Output the entries below line for line, unchanged, but omit the pictures.

======== Extracted entries ========

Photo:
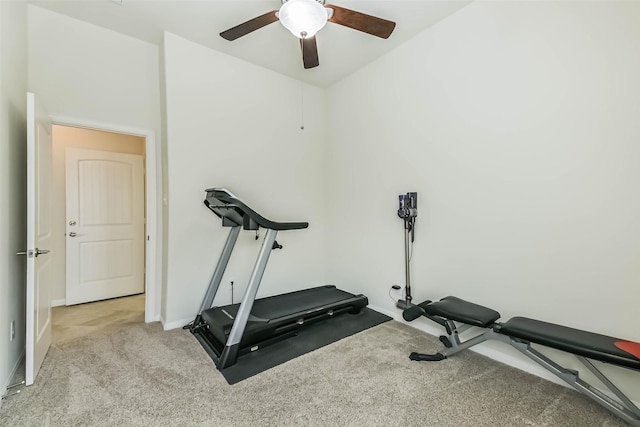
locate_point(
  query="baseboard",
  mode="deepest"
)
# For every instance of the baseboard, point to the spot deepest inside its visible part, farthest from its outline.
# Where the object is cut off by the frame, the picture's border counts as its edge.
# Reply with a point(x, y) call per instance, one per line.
point(12, 375)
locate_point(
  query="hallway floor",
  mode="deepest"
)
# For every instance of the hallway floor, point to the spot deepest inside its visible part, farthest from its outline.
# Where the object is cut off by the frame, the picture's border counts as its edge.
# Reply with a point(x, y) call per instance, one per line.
point(85, 319)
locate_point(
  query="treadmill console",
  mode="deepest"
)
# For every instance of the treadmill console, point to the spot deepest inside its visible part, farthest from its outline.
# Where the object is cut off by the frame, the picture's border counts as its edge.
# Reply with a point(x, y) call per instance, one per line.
point(234, 212)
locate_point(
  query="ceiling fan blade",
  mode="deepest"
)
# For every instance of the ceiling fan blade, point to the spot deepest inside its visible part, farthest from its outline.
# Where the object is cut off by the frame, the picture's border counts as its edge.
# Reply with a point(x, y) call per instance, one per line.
point(249, 26)
point(362, 22)
point(309, 52)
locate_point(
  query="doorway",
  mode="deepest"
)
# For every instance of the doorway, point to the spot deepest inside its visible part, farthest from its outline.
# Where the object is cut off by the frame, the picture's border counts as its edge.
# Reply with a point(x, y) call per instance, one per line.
point(67, 139)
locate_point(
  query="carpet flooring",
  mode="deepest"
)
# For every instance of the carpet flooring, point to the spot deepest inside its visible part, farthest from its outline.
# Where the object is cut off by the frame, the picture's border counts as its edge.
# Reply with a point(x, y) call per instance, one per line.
point(140, 375)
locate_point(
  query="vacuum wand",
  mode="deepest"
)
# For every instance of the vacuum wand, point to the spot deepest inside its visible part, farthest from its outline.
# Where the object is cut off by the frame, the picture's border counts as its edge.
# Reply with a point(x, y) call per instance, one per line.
point(408, 211)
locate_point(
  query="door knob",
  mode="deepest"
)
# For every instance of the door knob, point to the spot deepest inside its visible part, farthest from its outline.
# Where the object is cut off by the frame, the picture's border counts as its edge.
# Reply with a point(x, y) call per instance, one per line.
point(41, 251)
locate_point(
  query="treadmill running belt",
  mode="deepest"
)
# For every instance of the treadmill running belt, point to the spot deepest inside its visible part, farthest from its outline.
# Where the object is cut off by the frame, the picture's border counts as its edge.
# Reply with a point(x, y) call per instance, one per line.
point(308, 339)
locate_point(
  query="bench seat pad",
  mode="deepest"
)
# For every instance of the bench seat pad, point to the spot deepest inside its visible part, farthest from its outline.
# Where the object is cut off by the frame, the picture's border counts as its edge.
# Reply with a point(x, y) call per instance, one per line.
point(588, 344)
point(459, 310)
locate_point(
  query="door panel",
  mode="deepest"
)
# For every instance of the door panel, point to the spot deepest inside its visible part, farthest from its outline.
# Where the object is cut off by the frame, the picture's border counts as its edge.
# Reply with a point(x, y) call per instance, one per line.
point(39, 261)
point(105, 225)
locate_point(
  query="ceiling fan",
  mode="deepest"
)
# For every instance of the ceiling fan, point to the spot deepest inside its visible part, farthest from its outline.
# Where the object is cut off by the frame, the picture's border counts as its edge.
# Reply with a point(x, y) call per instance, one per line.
point(304, 18)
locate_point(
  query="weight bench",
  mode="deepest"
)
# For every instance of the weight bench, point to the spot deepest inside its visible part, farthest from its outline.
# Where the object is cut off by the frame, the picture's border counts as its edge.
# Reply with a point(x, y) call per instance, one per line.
point(457, 315)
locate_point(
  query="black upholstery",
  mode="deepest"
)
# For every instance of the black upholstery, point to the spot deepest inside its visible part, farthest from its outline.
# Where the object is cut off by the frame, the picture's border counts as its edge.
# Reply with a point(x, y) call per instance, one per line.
point(459, 310)
point(583, 343)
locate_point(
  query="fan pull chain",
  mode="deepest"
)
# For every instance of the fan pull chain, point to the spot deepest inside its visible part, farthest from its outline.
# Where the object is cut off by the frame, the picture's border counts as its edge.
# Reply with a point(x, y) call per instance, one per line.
point(301, 106)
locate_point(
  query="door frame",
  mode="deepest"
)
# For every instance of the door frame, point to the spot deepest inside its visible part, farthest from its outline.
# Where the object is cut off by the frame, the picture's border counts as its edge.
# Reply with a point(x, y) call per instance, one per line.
point(153, 233)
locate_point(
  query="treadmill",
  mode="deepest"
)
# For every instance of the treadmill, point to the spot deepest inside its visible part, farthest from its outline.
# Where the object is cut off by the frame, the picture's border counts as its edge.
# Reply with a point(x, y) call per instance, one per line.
point(229, 331)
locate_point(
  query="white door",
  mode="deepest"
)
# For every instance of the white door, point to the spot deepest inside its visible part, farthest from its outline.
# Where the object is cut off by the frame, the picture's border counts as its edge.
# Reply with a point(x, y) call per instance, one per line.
point(105, 225)
point(38, 238)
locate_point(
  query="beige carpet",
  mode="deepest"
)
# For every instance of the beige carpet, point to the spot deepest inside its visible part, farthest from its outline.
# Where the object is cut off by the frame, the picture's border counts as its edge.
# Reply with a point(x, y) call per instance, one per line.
point(140, 375)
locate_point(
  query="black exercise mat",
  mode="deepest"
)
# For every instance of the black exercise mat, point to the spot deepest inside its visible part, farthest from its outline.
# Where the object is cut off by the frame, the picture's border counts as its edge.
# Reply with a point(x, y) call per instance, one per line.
point(308, 339)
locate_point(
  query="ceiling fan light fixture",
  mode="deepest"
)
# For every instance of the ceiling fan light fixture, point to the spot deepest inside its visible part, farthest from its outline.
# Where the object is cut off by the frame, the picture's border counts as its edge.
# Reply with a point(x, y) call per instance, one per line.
point(304, 18)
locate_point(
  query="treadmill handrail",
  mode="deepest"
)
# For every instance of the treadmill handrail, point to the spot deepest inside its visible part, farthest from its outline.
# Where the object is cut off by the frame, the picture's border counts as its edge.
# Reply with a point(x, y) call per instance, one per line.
point(236, 211)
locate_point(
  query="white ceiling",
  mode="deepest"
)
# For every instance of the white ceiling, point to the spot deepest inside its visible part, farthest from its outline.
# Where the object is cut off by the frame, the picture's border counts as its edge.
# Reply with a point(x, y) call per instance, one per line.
point(341, 50)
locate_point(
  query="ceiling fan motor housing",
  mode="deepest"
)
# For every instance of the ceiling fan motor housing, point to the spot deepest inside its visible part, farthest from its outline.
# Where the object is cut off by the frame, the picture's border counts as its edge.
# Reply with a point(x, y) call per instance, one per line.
point(304, 18)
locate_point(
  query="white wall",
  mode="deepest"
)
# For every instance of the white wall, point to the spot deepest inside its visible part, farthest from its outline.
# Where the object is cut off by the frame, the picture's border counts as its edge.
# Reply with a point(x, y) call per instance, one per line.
point(64, 137)
point(13, 88)
point(235, 125)
point(517, 124)
point(89, 74)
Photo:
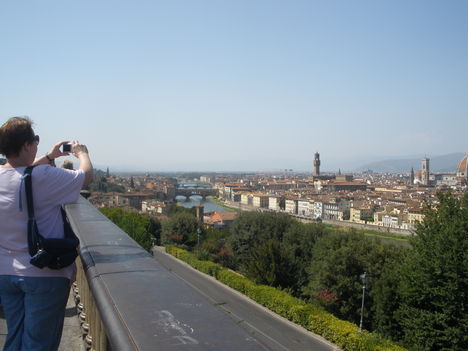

========

- _Result_
Photo:
locate_point(
  query="baseboard",
  mode="deepest"
)
# For every instance of the baseboard, point to the spot deepest inside its visible part, farthest from its outline.
# Where the object is cut off by the frame, the picture's border counts as its edge.
# Reply with a point(x, y) call per instance, one per line.
point(12, 375)
locate_point(
  query="hallway floor",
  mode="deepest"
)
# For every instance of the hallway floor, point to the spot deepest inside its visible part, farthest from its outline.
# Where the object is cut off by the frame, the picture's border counts as its edge.
# Reply with a point(x, y) call per instance, one per line.
point(85, 319)
locate_point(
  query="treadmill console",
  mode="deepest"
)
# For every instance of the treadmill console, point to the spot deepest inside its visible part, farthest from its outline.
# Where the object is cut off by the frame, the picture's border counts as its edge.
# Reply with a point(x, y) call per instance, one per line.
point(234, 212)
locate_point(
  query="ceiling fan blade",
  mode="deepest"
)
# For every instance of the ceiling fan blade, point to the spot deepest inside its visible part, farthest from its outline.
# Where the object is cut off by the frame, the picture's border counts as its edge.
# Reply with a point(x, y) call per instance, one per line.
point(249, 26)
point(362, 22)
point(309, 52)
locate_point(
  query="doorway",
  mode="deepest"
)
# For every instance of the doorway, point to the spot deepest inside its visible part, farthest from its outline.
# Where the object is cut off by the frame, the picture's border counts as its edge.
# Reply with a point(x, y) call per instance, one per line.
point(67, 139)
locate_point(
  query="carpet flooring",
  mode="deepest"
)
# For every instance of the carpet flooring, point to the spot deepest inside its visible part, farthest from its outline.
# Where the object is cut off by the frame, the picture's border counts as its edge.
# Reply with a point(x, y) call per instance, one per line.
point(140, 375)
locate_point(
  query="vacuum wand",
  mode="deepest"
)
# For every instance of the vacuum wand, point to the spot deepest inside its visible part, farthest from its outline.
# Where the object is cut off by the frame, the picture's border counts as its edge.
# Reply with a point(x, y) call per instance, one per line.
point(408, 211)
locate_point(
  query="door knob",
  mode="deepest"
)
# For every instance of the door knob, point to the spot deepest inside its visible part, farthest from its outline.
# Where the object is cut off by the frame, the picture's border counts as its edge.
# Reply with a point(x, y) call per instance, one per line.
point(41, 251)
locate_point(
  query="treadmill running belt",
  mode="deepest"
)
# For every instance of the treadmill running belt, point to the spot deepest inside its visible part, farthest from its outline.
# Where the object is cut off by the frame, the picture's border counts as its edge.
# Reply with a point(x, y) call per instance, one per line.
point(308, 339)
locate_point(
  query="bench seat pad",
  mode="deepest"
)
# For every instance of the bench seat pad, point to the spot deepest inside its visible part, farthest from its outline.
# Where the object is cut off by the frame, the picture's border counts as its edge.
# Reply with a point(x, y) call per instance, one per line.
point(588, 344)
point(459, 310)
locate_point(
  query="door panel",
  mode="deepest"
)
# For every instance of the door panel, point to the spot deepest inside its visible part, farthest from its outline.
# Where the object is cut off by the frame, the picture's border counts as its edge.
# Reply with a point(x, y) call per instance, one per line.
point(39, 261)
point(105, 225)
locate_point(
  query="ceiling fan",
  mode="deepest"
)
# For every instance of the ceiling fan, point to the spot deepest inside its visible part, farthest from its outline.
# Where the object is cut off by the frame, the picture's border counts as its edge.
# Reply with a point(x, y) call per instance, one per line.
point(304, 18)
locate_point(
  query="weight bench",
  mode="deepest"
)
# For every instance of the weight bench, point to the spot deepest inside its visible part, farthest from its outline.
# Where the object is cut off by the frame, the picture's border counts as its edge.
# Reply with a point(x, y) call per instance, one per line.
point(457, 315)
locate_point(
  query="black upholstery",
  mode="deepest"
)
# For every instance of the black upholstery, point to the spot deepest inside its visible part, farthest from its outline.
# Where the object is cut off by the frame, the picture's border counts as its edge.
# Reply with a point(x, y) call per instance, one per line.
point(459, 310)
point(583, 343)
locate_point(
  query="fan pull chain",
  mode="deepest"
)
# For every instance of the fan pull chain, point to the spot deepest inside its visible part, farthest from its outline.
# Where the object is cut off by the frame, the picture's border counts as its edge.
# Reply with a point(x, y) call per instance, one per line.
point(301, 106)
locate_point(
  query="door frame",
  mode="deepest"
)
# For every instance of the door frame, point to the spot deepest inside its visible part, farthest from its outline.
# Where the object is cut off by the frame, the picture's border counts as its edge.
# Reply with a point(x, y) call per instance, one per line.
point(153, 233)
locate_point(
  query="treadmill",
  mode="deepest"
)
# For every instance of the treadmill, point to the spot deepest inside its visible part, farthest from its outline.
# Where the object is cut off by the frame, the picture's border counts as its edge.
# Reply with a point(x, y) call per instance, one per line.
point(229, 331)
locate_point(
  query="white door",
  mode="deepest"
)
# For every instance of the white door, point to the spot deepest inside its visible part, farthest from its outline.
# Where the object is cut off by the frame, the picture's border counts as its edge.
# Reply with a point(x, y) call per instance, one per line.
point(105, 225)
point(38, 238)
locate_point(
  query="beige carpet",
  mode="deepest"
)
# For every instance of the beige carpet, point to the spot deepest inside its visible part, farthest from its outline.
# Where the object is cut off by the frame, the picture's border counts as its edge.
# Reply with a point(x, y) call per instance, one per line.
point(140, 375)
locate_point(
  query="black exercise mat",
  mode="deepest"
)
# For every instance of the black exercise mat, point to the spot deepest inside its visible part, farthest from its outline.
# Where the object is cut off by the frame, the picture's border counts as its edge.
# Reply with a point(x, y) call per instance, one per line.
point(308, 339)
locate_point(
  query="ceiling fan light fixture",
  mode="deepest"
)
# For every instance of the ceiling fan light fixture, point to the spot deepest inside its visible part, farthest from its outline.
# Where the object is cut off by the frame, the picture's border counts as its edge.
# Reply with a point(x, y) call per instance, one per line.
point(304, 18)
locate_point(
  query="treadmill handrail",
  mode="deepest"
)
# For every instance of the treadmill handrail, point to the spot deepest inside its visible part, farthest from its outline.
# Where the object is cut off by the frame, the picture's border counts as its edge.
# Reply with a point(x, y) call per instance, one per line.
point(236, 211)
locate_point(
  query="white ceiling",
  mode="deepest"
)
# For every instance of the white ceiling, point to the spot deepest inside its visible part, farthest from its outline.
# Where the object is cut off by the frame, the picture's border counts as its edge.
# Reply with a point(x, y) call per instance, one per line.
point(341, 50)
locate_point(
  query="ceiling fan motor housing",
  mode="deepest"
)
# For every instance of the ceiling fan motor housing, point to the spot deepest inside its visible part, farthest from its outline.
# Where the object is cut off by the frame, the picture's border counts as its edge.
# Reply with a point(x, y) call per instance, one per line.
point(304, 18)
locate_point(
  query="white wall",
  mode="deepest"
)
# For every instance of the white wall, point to the spot deepest inside its visible part, farthest from its outline.
# Where the object is cut off by the frame, the picture's border counts as its edge.
# Reply with a point(x, y) call per instance, one per line.
point(64, 137)
point(13, 88)
point(235, 125)
point(517, 124)
point(89, 74)
Photo:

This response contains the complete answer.